▶ _WHAT THE EXERCISE ASKS_
Copy the records from the start through the line containing "[79,23,95,59]", replacing "light fixture" with "lamp" and leaving everything else unchanged.

▶ _DATASET RECORDS_
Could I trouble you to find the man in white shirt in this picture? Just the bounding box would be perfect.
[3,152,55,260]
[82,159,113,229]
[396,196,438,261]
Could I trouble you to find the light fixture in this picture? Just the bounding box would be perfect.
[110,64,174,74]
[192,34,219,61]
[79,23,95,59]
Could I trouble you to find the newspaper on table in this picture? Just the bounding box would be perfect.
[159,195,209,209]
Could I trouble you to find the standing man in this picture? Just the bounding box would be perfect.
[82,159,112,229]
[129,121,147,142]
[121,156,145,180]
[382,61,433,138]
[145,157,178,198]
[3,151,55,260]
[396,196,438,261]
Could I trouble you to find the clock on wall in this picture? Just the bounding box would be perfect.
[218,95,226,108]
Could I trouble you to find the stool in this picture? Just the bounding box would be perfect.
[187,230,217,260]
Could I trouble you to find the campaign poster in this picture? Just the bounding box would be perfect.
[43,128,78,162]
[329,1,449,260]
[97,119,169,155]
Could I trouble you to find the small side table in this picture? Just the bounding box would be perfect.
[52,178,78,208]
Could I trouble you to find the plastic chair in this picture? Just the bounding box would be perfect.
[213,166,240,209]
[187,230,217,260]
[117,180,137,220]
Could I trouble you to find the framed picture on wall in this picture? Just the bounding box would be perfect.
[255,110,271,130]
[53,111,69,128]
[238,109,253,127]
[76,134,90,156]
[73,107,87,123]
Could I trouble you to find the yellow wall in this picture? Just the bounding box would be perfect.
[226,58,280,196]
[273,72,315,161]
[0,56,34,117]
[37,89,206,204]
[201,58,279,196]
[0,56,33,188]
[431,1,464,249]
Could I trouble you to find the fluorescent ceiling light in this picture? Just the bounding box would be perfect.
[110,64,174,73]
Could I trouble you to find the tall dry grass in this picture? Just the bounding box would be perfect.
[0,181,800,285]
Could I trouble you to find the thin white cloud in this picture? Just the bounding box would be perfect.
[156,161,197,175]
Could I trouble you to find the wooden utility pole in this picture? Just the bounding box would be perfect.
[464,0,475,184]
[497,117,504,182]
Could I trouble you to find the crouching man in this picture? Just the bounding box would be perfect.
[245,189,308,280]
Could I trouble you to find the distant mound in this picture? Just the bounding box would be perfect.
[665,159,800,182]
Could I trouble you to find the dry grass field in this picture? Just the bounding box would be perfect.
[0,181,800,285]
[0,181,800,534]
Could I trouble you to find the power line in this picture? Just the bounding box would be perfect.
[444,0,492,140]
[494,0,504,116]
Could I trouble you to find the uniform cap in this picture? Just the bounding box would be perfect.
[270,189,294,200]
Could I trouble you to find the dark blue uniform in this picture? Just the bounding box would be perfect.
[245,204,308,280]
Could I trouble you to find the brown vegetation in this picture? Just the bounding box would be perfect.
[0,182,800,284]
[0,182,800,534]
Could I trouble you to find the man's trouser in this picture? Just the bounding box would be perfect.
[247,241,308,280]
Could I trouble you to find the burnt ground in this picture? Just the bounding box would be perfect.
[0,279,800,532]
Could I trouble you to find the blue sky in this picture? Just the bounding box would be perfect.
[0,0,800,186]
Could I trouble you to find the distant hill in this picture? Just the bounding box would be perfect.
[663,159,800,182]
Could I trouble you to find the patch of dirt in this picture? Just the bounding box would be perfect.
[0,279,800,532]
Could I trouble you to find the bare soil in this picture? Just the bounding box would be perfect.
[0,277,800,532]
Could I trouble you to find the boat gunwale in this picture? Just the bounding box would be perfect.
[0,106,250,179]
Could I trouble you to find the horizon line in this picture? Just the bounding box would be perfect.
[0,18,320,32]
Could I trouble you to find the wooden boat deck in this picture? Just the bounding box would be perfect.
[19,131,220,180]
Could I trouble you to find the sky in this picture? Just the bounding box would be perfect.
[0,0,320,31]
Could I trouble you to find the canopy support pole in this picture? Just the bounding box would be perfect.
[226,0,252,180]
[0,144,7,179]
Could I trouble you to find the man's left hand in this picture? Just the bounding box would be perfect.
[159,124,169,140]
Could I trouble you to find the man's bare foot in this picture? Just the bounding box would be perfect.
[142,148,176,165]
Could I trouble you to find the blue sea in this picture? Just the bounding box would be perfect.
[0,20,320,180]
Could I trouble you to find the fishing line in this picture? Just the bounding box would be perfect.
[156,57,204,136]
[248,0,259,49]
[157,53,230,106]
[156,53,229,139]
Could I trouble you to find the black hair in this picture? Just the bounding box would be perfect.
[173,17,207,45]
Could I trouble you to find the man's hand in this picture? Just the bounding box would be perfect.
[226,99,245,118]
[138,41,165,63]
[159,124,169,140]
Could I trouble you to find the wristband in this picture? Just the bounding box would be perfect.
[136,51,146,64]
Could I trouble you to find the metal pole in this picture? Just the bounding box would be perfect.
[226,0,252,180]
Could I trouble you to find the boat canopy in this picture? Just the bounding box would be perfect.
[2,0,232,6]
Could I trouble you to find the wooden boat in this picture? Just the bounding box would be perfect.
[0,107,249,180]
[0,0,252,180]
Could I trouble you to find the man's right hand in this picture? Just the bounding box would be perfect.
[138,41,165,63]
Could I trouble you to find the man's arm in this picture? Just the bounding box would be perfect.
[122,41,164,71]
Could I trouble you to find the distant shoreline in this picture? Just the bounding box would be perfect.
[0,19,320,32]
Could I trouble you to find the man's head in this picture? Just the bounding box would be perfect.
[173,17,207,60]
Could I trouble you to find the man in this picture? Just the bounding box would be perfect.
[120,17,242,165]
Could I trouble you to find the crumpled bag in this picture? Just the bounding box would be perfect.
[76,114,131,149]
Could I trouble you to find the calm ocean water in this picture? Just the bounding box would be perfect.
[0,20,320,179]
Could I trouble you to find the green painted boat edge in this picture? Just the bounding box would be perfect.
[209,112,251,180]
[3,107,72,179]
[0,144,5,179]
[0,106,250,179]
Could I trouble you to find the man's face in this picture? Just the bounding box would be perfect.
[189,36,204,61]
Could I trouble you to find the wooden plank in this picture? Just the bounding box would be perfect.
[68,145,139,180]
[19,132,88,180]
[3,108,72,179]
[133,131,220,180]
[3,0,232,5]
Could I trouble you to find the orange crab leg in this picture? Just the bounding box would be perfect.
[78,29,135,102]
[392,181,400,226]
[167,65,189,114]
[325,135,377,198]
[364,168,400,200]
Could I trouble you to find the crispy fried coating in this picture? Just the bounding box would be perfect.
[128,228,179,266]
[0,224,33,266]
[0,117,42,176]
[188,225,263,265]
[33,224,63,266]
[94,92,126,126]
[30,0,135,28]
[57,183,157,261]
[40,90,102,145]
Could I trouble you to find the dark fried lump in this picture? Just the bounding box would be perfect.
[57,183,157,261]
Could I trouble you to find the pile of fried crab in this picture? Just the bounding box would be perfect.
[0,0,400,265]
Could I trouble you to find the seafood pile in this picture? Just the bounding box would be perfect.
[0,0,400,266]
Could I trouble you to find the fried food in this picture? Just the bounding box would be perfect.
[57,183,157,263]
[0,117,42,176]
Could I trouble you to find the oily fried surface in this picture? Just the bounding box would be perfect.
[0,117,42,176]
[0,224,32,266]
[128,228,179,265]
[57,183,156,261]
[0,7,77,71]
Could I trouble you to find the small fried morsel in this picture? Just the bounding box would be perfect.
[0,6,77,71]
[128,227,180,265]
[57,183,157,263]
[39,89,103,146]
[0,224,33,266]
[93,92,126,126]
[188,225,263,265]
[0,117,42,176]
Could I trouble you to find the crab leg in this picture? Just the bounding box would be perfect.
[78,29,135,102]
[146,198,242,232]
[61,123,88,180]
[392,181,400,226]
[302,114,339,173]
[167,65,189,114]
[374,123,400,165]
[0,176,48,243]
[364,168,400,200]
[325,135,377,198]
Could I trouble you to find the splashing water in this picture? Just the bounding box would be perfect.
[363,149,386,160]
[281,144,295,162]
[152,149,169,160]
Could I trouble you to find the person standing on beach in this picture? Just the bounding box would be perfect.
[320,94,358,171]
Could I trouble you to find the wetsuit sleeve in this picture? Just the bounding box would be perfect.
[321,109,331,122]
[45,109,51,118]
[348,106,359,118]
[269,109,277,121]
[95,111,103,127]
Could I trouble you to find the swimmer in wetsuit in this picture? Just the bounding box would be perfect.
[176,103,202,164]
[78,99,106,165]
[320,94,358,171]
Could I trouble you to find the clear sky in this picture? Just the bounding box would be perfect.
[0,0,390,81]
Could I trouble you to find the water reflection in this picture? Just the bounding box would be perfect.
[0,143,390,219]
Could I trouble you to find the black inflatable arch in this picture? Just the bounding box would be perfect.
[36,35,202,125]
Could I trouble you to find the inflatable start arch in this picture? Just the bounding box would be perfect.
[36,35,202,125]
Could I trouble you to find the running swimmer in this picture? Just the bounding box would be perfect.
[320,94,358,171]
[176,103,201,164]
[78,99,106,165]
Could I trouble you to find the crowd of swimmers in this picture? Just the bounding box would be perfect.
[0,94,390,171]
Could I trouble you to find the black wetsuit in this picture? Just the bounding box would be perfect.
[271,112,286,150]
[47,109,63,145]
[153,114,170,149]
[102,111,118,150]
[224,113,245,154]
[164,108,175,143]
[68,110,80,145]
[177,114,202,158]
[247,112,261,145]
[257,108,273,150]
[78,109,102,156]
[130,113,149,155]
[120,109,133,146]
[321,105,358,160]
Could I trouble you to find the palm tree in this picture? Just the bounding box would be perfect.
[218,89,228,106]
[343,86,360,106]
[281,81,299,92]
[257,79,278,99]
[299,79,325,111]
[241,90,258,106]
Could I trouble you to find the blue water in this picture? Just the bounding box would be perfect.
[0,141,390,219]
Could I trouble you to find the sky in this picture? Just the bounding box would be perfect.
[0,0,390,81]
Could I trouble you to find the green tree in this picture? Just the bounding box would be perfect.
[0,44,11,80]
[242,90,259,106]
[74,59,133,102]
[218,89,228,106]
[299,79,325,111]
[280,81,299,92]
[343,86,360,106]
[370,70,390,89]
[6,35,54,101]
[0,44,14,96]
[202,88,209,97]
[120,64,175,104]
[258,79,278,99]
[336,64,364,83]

▶ _THE SOLUTION_
Could I trouble you to find the man in white shirt in this picture? Just the bounding box would be perfect.
[3,152,55,260]
[82,159,113,229]
[396,196,438,261]
Could I trouble you to find the lamp in this picture? Just the bounding box would be perfect.
[110,64,174,74]
[192,34,219,61]
[79,23,95,59]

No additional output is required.